EXERCISE DETAILS –
Output the complete listing exactly, please, and keep the pictures out of it.

DATA TO USE –
┌──
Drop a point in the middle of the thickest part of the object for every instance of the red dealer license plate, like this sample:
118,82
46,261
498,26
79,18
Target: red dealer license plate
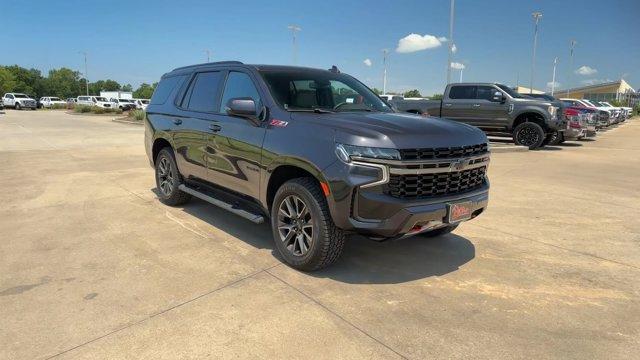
459,212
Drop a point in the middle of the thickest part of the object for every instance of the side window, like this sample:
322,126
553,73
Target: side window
203,92
164,89
485,93
238,85
462,92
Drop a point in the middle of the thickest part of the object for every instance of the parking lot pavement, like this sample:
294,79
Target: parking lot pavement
93,266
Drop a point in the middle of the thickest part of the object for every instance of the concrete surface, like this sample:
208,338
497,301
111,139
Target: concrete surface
93,266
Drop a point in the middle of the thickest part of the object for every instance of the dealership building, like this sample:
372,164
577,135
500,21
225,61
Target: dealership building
614,90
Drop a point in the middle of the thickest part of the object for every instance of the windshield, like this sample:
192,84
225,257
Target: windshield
321,91
509,91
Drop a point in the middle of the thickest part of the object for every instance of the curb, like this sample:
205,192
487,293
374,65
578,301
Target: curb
127,121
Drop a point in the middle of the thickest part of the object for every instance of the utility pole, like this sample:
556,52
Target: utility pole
86,76
385,52
294,29
553,79
450,42
572,46
536,17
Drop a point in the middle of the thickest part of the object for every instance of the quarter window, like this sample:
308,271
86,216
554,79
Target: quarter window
462,92
204,92
239,85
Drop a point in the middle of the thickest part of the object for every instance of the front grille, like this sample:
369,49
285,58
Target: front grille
429,185
443,153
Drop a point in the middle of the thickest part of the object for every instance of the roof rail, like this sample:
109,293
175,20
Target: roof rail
211,63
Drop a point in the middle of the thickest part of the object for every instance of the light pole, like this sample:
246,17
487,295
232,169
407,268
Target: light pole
450,42
572,46
294,29
86,76
553,78
385,52
536,17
└──
FINAL ANSWER –
Drop a point in the middle of the thickest part of the object for every instance of the red dealer license plate, like this sample:
118,82
46,261
498,26
79,18
Target: red dealer license plate
459,212
Drop a point in the middle of the thickest part of the object for every instance of the side window, like this sample:
322,126
553,73
Target: side window
203,92
164,89
485,93
238,85
462,92
Drop a point in the middle of the thickest part of the object for every instance of the parking lot pavement, like this sample:
294,79
Target: parking lot pavement
93,266
Drop a point in the middle of the thickest part of the object for every instance of the concrete surface, like this sample:
208,338
497,301
111,139
Target: concrete surface
93,266
Drop a point in the middle of the thickest part of the object for every instance of the dealership building, like this sample:
372,164
577,135
500,21
225,61
Target: dealership building
614,90
Drop a point in the middle of the thickest part of the object for every instance of the windshield, like this sample:
192,84
225,257
Target: windshield
321,91
509,91
Drop a point in the middle of the thickest part of the object for every instance of the curb, like this sample:
205,192
487,293
374,65
578,301
Target: curb
127,121
Drop a point in the middle of the thickest part of the object for every instance of the utility pole, like this sample:
556,52
Target: utility pole
86,76
385,52
294,29
553,79
450,42
572,46
536,17
Drop a point in the middle of the thickest part of the object for every instance of the quarter window, like this sample:
308,271
86,216
554,79
Target: quarter window
462,92
204,92
239,85
Drop a point in the middle of the thickest part of the object for every instance of the front grille, like this sample:
369,49
285,58
Target: front grille
429,185
443,153
Drop a point in the middle of the thickest part of the object for every instance of the roof rail, like this sample:
109,293
175,20
Target: roof rail
211,63
Drop a point in the middle of the thickest part of the object for every instance of the light pole, like this sample:
246,17
487,295
232,169
407,268
Target: light pole
450,42
572,46
294,29
86,76
553,78
385,52
536,17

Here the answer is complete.